Collected data
== Segment start ==
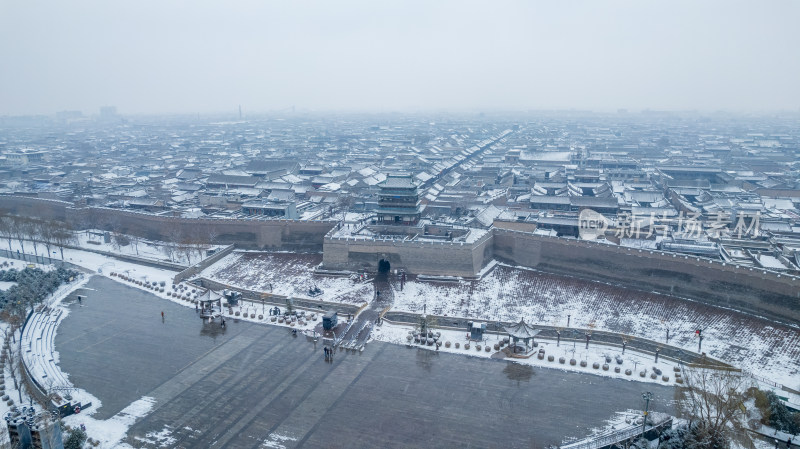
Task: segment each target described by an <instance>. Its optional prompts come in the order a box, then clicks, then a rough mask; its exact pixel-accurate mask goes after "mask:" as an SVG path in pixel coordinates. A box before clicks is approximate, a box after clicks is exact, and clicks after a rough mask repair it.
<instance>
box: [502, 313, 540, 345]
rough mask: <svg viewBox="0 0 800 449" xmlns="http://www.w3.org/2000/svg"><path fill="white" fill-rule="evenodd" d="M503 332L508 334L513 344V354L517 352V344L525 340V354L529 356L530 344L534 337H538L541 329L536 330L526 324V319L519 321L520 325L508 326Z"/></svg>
mask: <svg viewBox="0 0 800 449" xmlns="http://www.w3.org/2000/svg"><path fill="white" fill-rule="evenodd" d="M503 330H505V332H506V333H507V334H508V336H509V337H510V339H511V341H512V342H513V352H514V353H516V352H517V342H519V341H520V340H523V341H524V342H525V353H526V354H527V353H528V351H529V349H528V343H529V342H530V341H531V340H533V337H535V336H537V335H538V334H539V332H541V329H534V328H533V327H531V326H529V325H528V324H527V323H525V319H524V318H523V319H521V320H519V323H517V324H512V325H510V326H506V327H505V328H504V329H503Z"/></svg>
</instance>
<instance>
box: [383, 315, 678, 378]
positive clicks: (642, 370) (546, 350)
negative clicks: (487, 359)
mask: <svg viewBox="0 0 800 449" xmlns="http://www.w3.org/2000/svg"><path fill="white" fill-rule="evenodd" d="M411 330H413V327H412V326H409V325H396V324H389V323H386V322H384V324H383V325H381V326H378V327H376V328H375V330H374V331H373V334H372V335H373V338H374V339H375V340H378V341H385V342H387V343H395V344H411V345H412V346H415V347H418V348H421V349H428V350H431V351H436V350H437V349H436V347H435V346H427V345H421V344H416V343H414V342H413V340H412V341H411V343H409V342H408V340H407V338H406V337H407V335H409V334H408V333H409V331H411ZM437 332H441V334H442V336H441V341H442V342H448V341H449V342H450V343H451V345H450V347H449V348H447V347H446V345H445V344H442V346H440V347H439V349H438V351H440V352H449V353H453V354H464V355H468V356H472V357H483V358H490V357H492V356H493V355H494V354H496V353H497V352H498V351H495V350H494V344H495V343H499V342H500V337H499V336H497V335H490V336H488V337H487V338H486V340H485V341H484V342H468V341H467V338H466V332H461V331H454V330H441V329H437ZM537 341H538V342H539V347H538V349H544V350H545V358H543V359H541V360H540V359H539V358H538V357H537V356H536V355H534V356H532V357H530V358H527V359H522V358H514V359H509V358H506V360H509V361H513V362H516V363H519V364H521V365H529V366H538V367H542V368H553V369H561V370H564V371H575V372H580V373H589V374H594V375H597V376H604V377H614V378H620V379H628V380H636V381H640V382H651V383H660V384H666V385H674V384H675V372H674V367H676V366H677V365H678V364H677V363H674V362H672V361H669V360H665V359H664V358H663V357H662V358H660V359H659V361H658V363H655V361H654V357H653V356H652V355H649V354H642V353H637V352H635V351H631V350H626V351H625V354H622V349H620V348H613V347H609V346H601V345H597V344H594V343H592V344H590V345H589V349H585V347H586V344H585V343H584V342H582V341H579V342H573V341H565V340H562V341H561V344H560V345H559V346H556V345H557V343H556V341H555V340H553V341H550V340H542V339H538V338H537ZM456 342H458V343H459V346H460V347H459V348H456V347H455V343H456ZM465 343H469V344H470V348H469V349H466V348H465V346H464V344H465ZM487 344H488V345H489V346H490V348H491V349H490V351H489V352H487V351H486V345H487ZM478 345H480V346H481V349H480V350H477V346H478ZM548 355H553V356H554V360H553V361H552V362H551V361H548V359H547V356H548ZM617 355H619V356H621V357H622V362H623V363H622V364H617V362H616V360H615V357H616V356H617ZM607 356H608V357H611V362H610V363H608V368H609V369H608V371H605V370H603V368H602V367H603V364H605V363H606V357H607ZM562 357H563V358H564V360H565V363H563V364H561V363H560V362H559V359H560V358H562ZM573 358H574V359H575V361H576V364H575V365H574V366H573V365H570V359H573ZM581 361H586V366H585V367H582V366H581V365H580V362H581ZM594 363H598V364H599V368H597V369H596V368H594V366H593V365H594ZM617 366H619V367H620V372H619V373H616V372H615V371H614V368H615V367H617ZM653 367H657V368H658V369H660V370H661V372H662V375H665V376H668V378H669V380H668V381H664V380H662V378H661V376H657V377H656V379H652V378H651V377H650V374H652V372H653ZM626 369H630V370H631V371H632V374H630V375H626V374H625V370H626ZM643 370H644V371H646V374H645V377H640V376H639V372H640V371H643Z"/></svg>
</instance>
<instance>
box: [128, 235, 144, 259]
mask: <svg viewBox="0 0 800 449" xmlns="http://www.w3.org/2000/svg"><path fill="white" fill-rule="evenodd" d="M128 240H130V242H131V244H132V245H133V249H135V250H136V255H137V256H138V255H139V243H140V242H141V241H142V238H141V237H139V236H138V235H129V236H128Z"/></svg>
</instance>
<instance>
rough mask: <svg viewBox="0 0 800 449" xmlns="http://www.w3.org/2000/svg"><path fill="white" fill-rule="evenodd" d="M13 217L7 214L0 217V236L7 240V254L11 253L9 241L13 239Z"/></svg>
mask: <svg viewBox="0 0 800 449" xmlns="http://www.w3.org/2000/svg"><path fill="white" fill-rule="evenodd" d="M13 228H14V217H12V216H11V215H8V214H5V213H4V214H2V215H0V236H3V237H5V239H6V240H8V252H9V253H11V251H12V249H11V239H12V237H13V232H12V229H13Z"/></svg>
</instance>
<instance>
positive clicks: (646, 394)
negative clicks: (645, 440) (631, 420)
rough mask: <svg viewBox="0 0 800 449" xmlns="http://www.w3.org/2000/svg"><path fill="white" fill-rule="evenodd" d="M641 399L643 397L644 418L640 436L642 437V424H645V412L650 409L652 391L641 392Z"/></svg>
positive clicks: (643, 434) (645, 419) (643, 433)
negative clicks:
== Segment end ==
* Problem requirements *
Please reproduce every line of the collected data above as a numbered list, skipping any blank lines and leaving out the pictures.

* Your solution *
1. Task: segment each target described by an <instance>. Its optional prompts come in the order a box, then clicks, then a rough mask; its exact pixel-accurate mask goes after "mask:" as an SVG path in pixel coordinates. A box before clicks is approximate, a box after clicks is exact, and clicks after a rough mask repair it.
2. <instance>
3. box: [502, 313, 540, 345]
4. rough mask: <svg viewBox="0 0 800 449" xmlns="http://www.w3.org/2000/svg"><path fill="white" fill-rule="evenodd" d="M503 332L508 334L513 344V354L517 352V344L525 340V354L529 356L530 344L534 337H538L541 329L536 330L526 324V319L519 321L520 325L508 326Z"/></svg>
5. mask: <svg viewBox="0 0 800 449" xmlns="http://www.w3.org/2000/svg"><path fill="white" fill-rule="evenodd" d="M503 330H505V332H506V333H507V334H508V336H509V337H510V339H511V341H512V342H513V352H514V353H516V352H517V342H519V341H520V340H523V341H524V342H525V353H526V354H527V353H528V351H529V349H528V343H529V342H530V341H531V340H533V337H535V336H537V335H538V334H539V332H541V329H534V328H533V327H531V326H529V325H528V324H527V323H525V319H524V318H523V319H521V320H519V323H517V324H512V325H510V326H506V327H505V328H504V329H503Z"/></svg>
6. </instance>
7. <instance>
8. box: [383, 315, 678, 378]
9. positive clicks: (642, 370) (546, 350)
10. negative clicks: (487, 359)
11. mask: <svg viewBox="0 0 800 449" xmlns="http://www.w3.org/2000/svg"><path fill="white" fill-rule="evenodd" d="M411 330H413V327H412V326H409V325H396V324H389V323H386V322H384V324H383V325H381V326H378V327H376V328H375V330H374V331H373V334H372V335H373V338H374V339H375V340H378V341H385V342H387V343H395V344H411V345H412V346H415V347H418V348H421V349H428V350H431V351H436V350H437V349H436V347H435V346H427V345H421V344H416V343H414V342H413V340H412V341H411V343H409V342H408V340H407V338H406V337H407V335H409V334H408V333H409V331H411ZM437 332H441V334H442V336H441V341H442V342H448V341H449V342H450V343H451V345H450V347H449V348H447V347H446V345H445V344H442V346H440V347H439V349H438V351H440V352H449V353H453V354H464V355H468V356H472V357H483V358H490V357H492V356H493V355H494V354H496V353H497V352H498V351H495V350H494V344H495V343H499V342H500V337H499V336H497V335H490V336H488V337H487V338H486V340H485V341H484V342H468V341H467V338H466V332H461V331H454V330H441V329H437ZM537 341H538V342H539V347H538V349H544V350H545V358H543V359H541V360H540V359H539V358H538V357H537V356H536V355H534V356H532V357H530V358H527V359H522V358H514V359H509V358H506V360H509V361H513V362H516V363H519V364H521V365H529V366H538V367H542V368H553V369H561V370H564V371H575V372H580V373H589V374H594V375H597V376H604V377H614V378H620V379H628V380H636V381H640V382H651V383H660V384H666V385H674V384H675V372H674V367H676V366H677V365H678V364H677V363H674V362H672V361H669V360H665V359H664V358H663V357H662V358H660V359H659V361H658V363H655V361H654V357H653V356H652V355H649V354H642V353H637V352H635V351H631V350H626V351H625V354H622V349H620V348H613V347H609V346H601V345H597V344H594V343H592V344H590V345H589V349H585V347H586V344H585V343H584V342H582V341H579V342H573V341H565V340H562V341H561V344H560V345H559V346H556V345H557V343H556V341H555V340H553V341H550V340H542V339H538V338H537ZM456 342H458V343H459V346H460V347H459V348H456V347H455V343H456ZM465 343H469V344H470V348H469V349H466V348H465V346H464V344H465ZM487 344H488V345H489V346H490V348H491V349H490V351H489V352H487V351H486V345H487ZM478 345H480V346H481V349H480V350H477V346H478ZM548 355H553V356H554V360H553V361H552V362H551V361H548V359H547V356H548ZM617 355H619V356H621V357H622V362H623V363H622V364H617V362H616V360H615V357H616V356H617ZM607 356H608V357H611V362H610V363H608V368H609V369H608V371H605V370H603V368H602V367H603V364H605V363H606V357H607ZM562 357H563V358H564V360H565V363H563V364H561V363H560V362H559V359H560V358H562ZM573 358H574V359H575V361H576V364H575V365H574V366H573V365H570V359H573ZM581 361H586V366H585V367H582V366H581V365H580V362H581ZM594 363H598V364H599V368H597V369H596V368H594V366H593V365H594ZM617 366H619V367H620V372H619V373H616V372H615V371H614V368H615V367H617ZM653 367H657V368H658V369H660V370H661V372H662V375H665V376H668V378H669V380H668V381H664V380H662V378H661V376H657V377H656V379H652V378H651V377H650V374H652V372H653ZM626 369H630V370H631V371H632V374H630V375H626V374H625V370H626ZM643 370H644V371H646V374H645V377H640V376H639V372H640V371H643Z"/></svg>
12. </instance>
13. <instance>
14. box: [128, 235, 144, 259]
15. mask: <svg viewBox="0 0 800 449" xmlns="http://www.w3.org/2000/svg"><path fill="white" fill-rule="evenodd" d="M128 240H130V242H131V244H132V245H133V249H135V250H136V255H137V256H138V255H139V243H140V242H141V241H142V238H141V237H139V236H138V235H129V236H128Z"/></svg>
16. </instance>
17. <instance>
18. rough mask: <svg viewBox="0 0 800 449" xmlns="http://www.w3.org/2000/svg"><path fill="white" fill-rule="evenodd" d="M13 217L7 214L0 217V236L7 240V254L11 253L9 241L13 239Z"/></svg>
19. mask: <svg viewBox="0 0 800 449" xmlns="http://www.w3.org/2000/svg"><path fill="white" fill-rule="evenodd" d="M13 228H14V217H12V216H11V215H8V214H5V213H4V214H2V215H0V236H3V237H5V239H6V240H8V252H9V253H11V251H12V249H11V239H12V237H13V232H12V229H13Z"/></svg>
20. </instance>
21. <instance>
22. positive clicks: (646, 394)
23. negative clicks: (645, 440) (631, 420)
24. rough mask: <svg viewBox="0 0 800 449" xmlns="http://www.w3.org/2000/svg"><path fill="white" fill-rule="evenodd" d="M641 399L643 397L644 418L640 436L642 437V424H645V412L650 409L652 391L641 392Z"/></svg>
25. positive clicks: (643, 434) (645, 419) (643, 433)
26. negative clicks:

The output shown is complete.